Start of Block
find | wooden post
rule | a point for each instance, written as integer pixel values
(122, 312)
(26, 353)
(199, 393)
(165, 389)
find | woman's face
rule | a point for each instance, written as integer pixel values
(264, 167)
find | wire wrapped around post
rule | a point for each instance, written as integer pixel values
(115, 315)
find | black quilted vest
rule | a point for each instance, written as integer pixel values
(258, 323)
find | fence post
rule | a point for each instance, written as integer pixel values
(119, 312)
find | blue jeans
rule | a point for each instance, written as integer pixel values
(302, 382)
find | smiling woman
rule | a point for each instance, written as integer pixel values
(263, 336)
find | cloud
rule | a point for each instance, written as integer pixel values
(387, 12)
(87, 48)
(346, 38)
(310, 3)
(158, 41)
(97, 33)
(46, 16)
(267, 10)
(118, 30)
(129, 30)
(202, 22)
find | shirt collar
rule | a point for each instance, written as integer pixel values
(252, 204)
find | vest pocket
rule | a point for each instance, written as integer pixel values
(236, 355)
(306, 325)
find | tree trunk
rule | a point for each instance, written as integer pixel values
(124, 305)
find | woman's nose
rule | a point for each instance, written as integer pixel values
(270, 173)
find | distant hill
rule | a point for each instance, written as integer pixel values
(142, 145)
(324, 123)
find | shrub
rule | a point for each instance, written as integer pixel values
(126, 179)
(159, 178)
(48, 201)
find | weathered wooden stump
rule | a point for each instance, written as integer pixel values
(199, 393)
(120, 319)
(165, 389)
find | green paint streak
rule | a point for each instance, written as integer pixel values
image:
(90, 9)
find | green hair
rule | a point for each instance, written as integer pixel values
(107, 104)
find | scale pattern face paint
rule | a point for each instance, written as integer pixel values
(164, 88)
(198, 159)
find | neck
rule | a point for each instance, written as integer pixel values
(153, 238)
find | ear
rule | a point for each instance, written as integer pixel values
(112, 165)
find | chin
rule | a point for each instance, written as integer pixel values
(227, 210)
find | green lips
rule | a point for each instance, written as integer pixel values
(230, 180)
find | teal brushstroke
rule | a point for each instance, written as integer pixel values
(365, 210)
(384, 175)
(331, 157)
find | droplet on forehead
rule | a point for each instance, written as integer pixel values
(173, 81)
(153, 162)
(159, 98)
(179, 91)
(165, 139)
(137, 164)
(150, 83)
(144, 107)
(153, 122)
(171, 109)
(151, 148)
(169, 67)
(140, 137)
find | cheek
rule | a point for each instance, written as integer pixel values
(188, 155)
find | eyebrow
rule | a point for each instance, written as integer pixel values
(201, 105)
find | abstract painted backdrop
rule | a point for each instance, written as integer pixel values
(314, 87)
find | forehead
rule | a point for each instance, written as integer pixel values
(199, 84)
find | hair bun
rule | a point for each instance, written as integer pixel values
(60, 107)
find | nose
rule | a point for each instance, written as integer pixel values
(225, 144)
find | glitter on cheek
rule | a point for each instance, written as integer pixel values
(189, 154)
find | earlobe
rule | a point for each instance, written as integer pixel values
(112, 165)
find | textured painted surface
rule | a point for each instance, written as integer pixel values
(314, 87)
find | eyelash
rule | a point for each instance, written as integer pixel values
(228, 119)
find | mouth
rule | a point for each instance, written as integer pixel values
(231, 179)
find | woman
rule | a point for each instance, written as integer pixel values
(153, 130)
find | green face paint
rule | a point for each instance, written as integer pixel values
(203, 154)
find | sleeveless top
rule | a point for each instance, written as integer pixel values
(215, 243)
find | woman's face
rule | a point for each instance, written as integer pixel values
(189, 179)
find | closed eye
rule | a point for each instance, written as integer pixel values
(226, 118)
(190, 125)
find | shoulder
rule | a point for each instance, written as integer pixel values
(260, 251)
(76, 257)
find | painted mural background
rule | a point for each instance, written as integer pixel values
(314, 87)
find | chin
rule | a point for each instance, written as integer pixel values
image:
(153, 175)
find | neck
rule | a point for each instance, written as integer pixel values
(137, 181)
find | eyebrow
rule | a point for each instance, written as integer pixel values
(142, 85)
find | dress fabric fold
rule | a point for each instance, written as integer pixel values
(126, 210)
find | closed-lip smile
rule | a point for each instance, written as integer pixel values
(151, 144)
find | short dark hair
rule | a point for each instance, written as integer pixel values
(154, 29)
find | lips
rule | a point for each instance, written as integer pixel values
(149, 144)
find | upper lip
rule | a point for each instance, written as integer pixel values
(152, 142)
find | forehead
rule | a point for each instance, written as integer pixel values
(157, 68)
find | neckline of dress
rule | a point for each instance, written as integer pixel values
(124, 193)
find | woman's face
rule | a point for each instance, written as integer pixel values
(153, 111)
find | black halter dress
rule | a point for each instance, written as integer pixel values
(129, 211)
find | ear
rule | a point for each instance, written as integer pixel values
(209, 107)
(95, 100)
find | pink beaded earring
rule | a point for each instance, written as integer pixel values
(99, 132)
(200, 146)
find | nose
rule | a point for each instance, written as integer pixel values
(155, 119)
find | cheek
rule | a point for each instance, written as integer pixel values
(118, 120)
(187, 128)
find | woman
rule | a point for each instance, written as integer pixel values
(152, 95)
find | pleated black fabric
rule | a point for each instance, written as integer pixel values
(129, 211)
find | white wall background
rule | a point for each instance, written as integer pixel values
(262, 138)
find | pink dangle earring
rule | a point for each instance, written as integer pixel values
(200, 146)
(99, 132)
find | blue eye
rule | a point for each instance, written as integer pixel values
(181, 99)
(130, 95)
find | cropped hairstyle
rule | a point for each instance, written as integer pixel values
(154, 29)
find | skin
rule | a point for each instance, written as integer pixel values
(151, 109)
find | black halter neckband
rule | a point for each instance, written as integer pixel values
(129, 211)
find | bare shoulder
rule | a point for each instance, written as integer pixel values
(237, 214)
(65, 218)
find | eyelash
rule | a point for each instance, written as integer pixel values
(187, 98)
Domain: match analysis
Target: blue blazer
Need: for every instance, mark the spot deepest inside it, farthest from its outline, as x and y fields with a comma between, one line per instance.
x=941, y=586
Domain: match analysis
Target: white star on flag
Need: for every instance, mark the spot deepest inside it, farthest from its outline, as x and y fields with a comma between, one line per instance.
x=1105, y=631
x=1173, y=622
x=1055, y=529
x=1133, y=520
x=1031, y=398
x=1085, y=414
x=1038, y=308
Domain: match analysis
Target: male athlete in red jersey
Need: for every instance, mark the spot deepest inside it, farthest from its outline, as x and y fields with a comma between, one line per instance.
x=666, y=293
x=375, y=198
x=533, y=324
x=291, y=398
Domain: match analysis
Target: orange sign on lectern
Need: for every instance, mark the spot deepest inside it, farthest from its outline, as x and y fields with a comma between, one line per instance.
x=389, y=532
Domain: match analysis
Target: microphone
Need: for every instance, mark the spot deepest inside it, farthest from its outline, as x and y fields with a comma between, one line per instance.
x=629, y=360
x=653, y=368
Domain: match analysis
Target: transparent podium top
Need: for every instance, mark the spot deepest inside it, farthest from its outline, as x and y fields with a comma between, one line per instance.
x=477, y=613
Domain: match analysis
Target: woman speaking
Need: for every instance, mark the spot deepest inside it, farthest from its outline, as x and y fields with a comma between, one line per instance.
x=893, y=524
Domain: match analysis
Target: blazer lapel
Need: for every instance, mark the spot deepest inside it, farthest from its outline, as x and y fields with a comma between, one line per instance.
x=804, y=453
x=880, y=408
End of Block
WHAT TO WORK ON
Checking each line of the data, count the ones containing "closed", and give only that count.

RESULT BELOW
2